Rescale the rows below by reproducing every line, requests included, with each coordinate in the answers multiplied by 0.9 and rounded to a whole number, halves rounded up. Leave all other numbers unchanged, and omit the pictures from the response.

• [Input records]

______

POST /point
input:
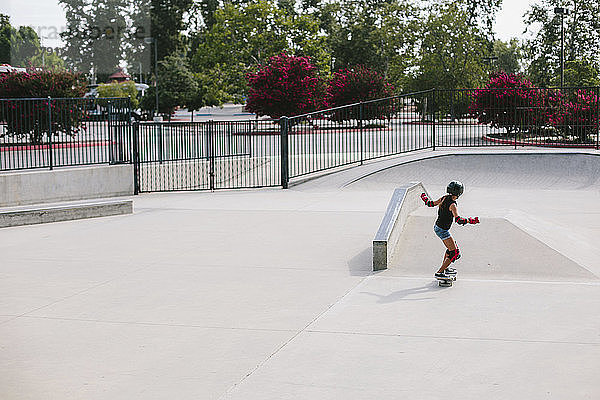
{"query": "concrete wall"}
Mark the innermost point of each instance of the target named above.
(405, 200)
(65, 184)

______

• [Response to the exercise]
POST /point
input:
{"query": "concrete wall"}
Mark the innermost point of each instance of the target named above.
(365, 180)
(59, 166)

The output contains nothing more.